begin

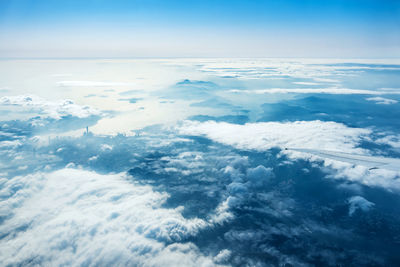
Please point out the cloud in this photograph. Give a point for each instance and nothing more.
(382, 100)
(91, 84)
(300, 134)
(50, 109)
(332, 90)
(77, 217)
(266, 135)
(359, 203)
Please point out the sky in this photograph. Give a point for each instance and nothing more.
(155, 28)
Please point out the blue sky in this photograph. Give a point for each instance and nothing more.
(155, 28)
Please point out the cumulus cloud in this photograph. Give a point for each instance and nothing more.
(382, 101)
(317, 135)
(359, 203)
(266, 135)
(77, 217)
(50, 109)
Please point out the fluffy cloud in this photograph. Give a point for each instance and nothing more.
(50, 109)
(382, 101)
(316, 135)
(332, 90)
(266, 135)
(359, 203)
(90, 84)
(76, 217)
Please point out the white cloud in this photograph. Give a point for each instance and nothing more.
(51, 109)
(90, 84)
(76, 217)
(306, 83)
(265, 135)
(300, 134)
(382, 100)
(331, 90)
(358, 202)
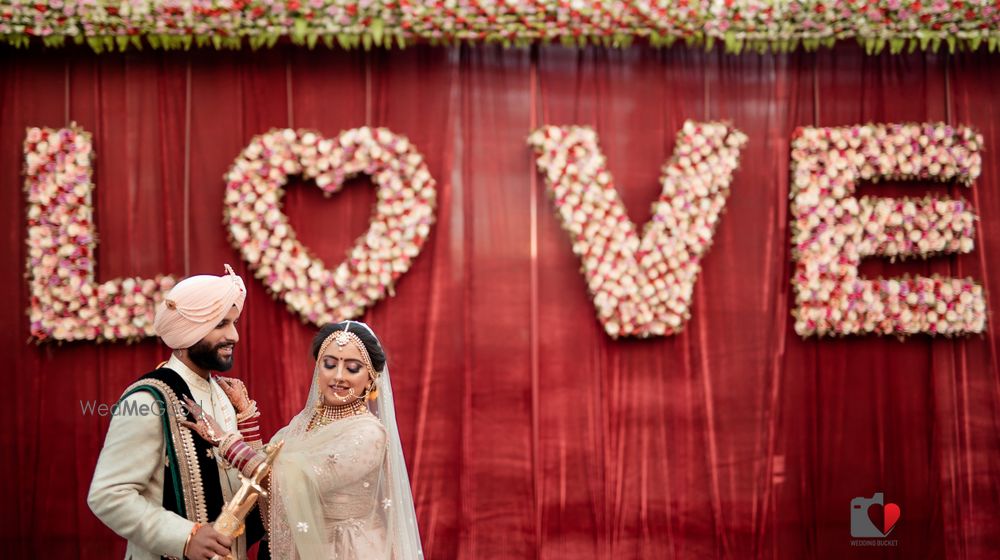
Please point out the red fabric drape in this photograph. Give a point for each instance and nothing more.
(528, 432)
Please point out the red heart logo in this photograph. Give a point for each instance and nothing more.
(891, 516)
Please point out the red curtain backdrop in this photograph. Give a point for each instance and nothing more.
(528, 432)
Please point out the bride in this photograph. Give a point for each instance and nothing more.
(339, 487)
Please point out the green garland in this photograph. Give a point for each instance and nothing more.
(739, 25)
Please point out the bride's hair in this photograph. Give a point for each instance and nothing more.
(375, 352)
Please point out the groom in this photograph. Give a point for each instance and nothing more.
(156, 484)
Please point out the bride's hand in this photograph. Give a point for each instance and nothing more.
(206, 426)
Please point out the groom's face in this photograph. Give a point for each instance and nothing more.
(215, 351)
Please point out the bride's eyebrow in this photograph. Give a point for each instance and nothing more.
(332, 357)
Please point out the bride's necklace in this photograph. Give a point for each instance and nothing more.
(326, 414)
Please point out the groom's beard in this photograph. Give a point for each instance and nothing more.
(207, 357)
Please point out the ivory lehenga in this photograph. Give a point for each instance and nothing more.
(339, 488)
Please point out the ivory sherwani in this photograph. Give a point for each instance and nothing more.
(127, 492)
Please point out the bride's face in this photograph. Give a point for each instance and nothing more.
(342, 375)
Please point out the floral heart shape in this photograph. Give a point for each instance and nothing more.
(404, 214)
(890, 515)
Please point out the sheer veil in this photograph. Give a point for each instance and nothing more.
(394, 499)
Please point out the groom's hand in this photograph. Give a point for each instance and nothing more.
(207, 543)
(237, 393)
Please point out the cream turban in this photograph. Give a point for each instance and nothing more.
(196, 305)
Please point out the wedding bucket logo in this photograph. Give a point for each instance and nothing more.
(862, 526)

end

_WHAT IS BEING ASKED_. Return the lines of the material above without any change, starting with the line that contains "Please point out the floral" and running through the last line of the material.

_SOLVED EXERCISE_.
Please point out the floral heart shape in this photograph. Give a point for each instance and nothing more.
(404, 214)
(890, 515)
Please point out the sheer veil in this photograph. Give a point for each instance and nothing more.
(394, 499)
Please point out the groom's hand in this photograph. Give a point for each instance and nothing more.
(207, 543)
(237, 393)
Please point out the cream turban in this photograph. Give a point for each instance and nothing more.
(196, 305)
Please point out the wedding bucket logo in this photograph. Give a point for each instance and nothing more.
(862, 526)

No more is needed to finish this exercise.